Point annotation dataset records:
_ _ _ _ _

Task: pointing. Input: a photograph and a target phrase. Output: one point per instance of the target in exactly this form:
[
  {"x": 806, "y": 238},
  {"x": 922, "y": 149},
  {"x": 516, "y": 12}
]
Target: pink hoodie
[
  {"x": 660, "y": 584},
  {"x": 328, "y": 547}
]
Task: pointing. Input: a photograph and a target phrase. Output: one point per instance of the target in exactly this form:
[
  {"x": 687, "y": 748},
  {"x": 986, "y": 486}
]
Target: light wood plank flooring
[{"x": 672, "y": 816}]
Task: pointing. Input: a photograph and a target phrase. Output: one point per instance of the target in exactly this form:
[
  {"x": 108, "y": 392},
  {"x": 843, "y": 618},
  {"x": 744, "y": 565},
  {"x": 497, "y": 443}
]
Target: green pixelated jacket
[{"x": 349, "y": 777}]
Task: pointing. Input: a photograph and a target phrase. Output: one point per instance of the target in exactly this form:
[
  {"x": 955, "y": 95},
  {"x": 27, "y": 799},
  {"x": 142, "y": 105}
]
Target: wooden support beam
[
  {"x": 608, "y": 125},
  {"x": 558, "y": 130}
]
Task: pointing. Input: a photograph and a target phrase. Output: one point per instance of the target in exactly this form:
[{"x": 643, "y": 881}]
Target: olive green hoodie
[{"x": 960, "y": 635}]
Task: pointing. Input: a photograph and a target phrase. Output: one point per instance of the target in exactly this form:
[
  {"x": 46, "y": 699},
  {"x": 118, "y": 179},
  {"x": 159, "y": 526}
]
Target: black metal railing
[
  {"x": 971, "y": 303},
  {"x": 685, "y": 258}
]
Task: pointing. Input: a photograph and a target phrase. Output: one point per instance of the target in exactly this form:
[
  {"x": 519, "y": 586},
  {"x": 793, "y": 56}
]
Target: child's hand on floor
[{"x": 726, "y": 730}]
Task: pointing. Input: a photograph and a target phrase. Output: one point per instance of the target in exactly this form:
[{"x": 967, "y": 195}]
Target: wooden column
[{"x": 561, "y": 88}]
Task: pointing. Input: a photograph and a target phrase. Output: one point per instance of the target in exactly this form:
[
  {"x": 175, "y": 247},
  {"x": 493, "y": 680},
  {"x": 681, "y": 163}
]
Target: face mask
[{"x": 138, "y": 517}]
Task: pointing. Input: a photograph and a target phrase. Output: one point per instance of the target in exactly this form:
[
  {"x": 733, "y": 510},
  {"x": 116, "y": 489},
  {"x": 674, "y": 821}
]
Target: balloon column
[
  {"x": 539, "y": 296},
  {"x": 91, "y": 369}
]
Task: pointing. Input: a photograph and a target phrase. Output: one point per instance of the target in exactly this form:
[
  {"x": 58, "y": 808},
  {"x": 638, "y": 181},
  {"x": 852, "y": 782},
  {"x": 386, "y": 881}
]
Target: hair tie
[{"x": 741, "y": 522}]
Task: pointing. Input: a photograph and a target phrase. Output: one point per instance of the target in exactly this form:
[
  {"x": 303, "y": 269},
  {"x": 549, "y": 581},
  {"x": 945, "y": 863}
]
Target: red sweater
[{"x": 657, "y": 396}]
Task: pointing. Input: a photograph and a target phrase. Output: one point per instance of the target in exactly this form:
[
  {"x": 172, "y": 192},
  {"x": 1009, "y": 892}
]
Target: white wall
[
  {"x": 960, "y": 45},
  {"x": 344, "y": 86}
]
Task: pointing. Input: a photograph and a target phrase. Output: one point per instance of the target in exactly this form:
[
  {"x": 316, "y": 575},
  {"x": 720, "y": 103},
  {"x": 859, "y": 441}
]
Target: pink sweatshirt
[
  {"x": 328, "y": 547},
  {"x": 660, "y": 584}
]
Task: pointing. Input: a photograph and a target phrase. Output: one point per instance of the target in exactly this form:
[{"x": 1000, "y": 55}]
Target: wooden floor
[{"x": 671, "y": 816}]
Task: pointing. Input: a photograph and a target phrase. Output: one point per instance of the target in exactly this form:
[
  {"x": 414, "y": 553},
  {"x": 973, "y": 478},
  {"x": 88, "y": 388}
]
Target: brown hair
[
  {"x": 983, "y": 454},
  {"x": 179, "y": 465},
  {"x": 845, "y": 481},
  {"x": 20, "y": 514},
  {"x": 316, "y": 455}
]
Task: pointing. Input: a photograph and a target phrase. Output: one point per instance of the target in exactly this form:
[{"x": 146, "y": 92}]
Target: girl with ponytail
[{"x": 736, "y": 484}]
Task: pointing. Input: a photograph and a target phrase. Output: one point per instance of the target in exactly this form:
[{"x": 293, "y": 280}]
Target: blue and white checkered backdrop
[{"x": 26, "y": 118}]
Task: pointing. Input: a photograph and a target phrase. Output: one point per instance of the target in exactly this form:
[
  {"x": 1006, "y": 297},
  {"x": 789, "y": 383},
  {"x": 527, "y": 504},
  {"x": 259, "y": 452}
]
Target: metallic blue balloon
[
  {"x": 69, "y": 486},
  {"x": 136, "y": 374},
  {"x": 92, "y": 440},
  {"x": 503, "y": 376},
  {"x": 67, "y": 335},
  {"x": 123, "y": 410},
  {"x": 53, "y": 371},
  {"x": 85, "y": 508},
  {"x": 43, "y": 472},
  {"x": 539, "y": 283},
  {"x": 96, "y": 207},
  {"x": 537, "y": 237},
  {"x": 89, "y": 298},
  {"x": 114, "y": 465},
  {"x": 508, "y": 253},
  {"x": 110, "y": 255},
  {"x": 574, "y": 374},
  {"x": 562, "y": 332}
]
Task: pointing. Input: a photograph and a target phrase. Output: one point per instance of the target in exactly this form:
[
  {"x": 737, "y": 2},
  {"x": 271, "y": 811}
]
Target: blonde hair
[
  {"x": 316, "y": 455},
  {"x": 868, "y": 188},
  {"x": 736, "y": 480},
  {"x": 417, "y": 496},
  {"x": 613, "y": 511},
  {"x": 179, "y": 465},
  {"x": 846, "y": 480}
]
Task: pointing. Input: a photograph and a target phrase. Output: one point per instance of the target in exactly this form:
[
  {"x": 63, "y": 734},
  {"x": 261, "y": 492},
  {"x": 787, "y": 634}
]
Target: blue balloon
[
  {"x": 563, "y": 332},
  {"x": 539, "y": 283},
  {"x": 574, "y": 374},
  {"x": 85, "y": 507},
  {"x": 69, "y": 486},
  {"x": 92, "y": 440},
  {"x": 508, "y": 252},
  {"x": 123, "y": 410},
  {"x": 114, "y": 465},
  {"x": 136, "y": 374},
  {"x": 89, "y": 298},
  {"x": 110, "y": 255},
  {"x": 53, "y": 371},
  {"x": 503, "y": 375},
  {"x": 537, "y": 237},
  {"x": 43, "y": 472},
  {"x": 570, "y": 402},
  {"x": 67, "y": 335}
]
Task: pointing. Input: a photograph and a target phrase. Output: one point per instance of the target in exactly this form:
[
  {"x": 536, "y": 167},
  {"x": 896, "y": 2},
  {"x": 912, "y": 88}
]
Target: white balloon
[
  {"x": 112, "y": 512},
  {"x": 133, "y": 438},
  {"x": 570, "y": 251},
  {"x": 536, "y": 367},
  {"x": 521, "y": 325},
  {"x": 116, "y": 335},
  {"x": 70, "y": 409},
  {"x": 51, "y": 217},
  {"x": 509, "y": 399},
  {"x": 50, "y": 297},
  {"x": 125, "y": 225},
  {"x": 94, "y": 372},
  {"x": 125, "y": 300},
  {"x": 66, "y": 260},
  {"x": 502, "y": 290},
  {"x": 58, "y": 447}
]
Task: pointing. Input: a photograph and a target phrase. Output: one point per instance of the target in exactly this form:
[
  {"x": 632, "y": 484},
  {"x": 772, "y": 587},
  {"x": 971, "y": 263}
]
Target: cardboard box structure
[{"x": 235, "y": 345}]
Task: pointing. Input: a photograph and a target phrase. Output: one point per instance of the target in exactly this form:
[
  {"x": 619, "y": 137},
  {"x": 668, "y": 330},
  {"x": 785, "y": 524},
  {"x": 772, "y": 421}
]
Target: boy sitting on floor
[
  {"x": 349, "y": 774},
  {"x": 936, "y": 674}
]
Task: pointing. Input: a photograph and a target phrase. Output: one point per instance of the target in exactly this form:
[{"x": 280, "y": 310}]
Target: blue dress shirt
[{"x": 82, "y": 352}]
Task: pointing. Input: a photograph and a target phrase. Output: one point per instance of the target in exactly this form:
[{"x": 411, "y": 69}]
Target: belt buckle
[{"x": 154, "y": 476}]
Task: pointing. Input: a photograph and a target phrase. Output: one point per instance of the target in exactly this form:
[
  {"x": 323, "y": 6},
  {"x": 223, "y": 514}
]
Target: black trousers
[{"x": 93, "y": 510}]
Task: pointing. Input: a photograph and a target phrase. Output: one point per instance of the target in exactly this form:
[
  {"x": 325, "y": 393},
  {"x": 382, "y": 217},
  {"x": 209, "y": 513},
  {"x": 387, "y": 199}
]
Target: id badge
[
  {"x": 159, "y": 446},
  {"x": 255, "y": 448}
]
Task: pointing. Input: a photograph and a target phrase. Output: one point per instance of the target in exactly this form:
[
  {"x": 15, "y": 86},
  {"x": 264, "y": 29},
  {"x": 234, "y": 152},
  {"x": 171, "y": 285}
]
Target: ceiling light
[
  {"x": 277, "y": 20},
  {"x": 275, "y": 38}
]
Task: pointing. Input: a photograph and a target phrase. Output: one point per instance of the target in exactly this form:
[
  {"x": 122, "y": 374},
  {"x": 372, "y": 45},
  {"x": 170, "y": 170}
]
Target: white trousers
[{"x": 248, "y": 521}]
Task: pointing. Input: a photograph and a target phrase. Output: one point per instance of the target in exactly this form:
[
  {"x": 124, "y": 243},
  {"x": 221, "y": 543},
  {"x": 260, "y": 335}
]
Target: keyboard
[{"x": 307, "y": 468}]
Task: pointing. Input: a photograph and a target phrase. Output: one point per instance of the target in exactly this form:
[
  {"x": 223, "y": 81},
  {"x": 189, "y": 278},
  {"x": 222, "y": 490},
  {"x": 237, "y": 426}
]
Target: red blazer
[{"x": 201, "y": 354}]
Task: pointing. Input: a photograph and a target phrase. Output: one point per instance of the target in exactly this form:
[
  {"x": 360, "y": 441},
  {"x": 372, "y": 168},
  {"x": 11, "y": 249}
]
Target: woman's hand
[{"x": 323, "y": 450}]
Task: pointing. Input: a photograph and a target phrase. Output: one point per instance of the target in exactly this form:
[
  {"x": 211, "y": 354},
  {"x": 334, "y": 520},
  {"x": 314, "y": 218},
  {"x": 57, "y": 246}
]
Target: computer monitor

_ _ _ _ _

● YOUR TASK:
Pick out each line of the rows above that contains the string "wooden", and copy those lines.

● CORRECT OUTPUT:
Target: wooden support beam
Target: wooden column
Target: wooden floor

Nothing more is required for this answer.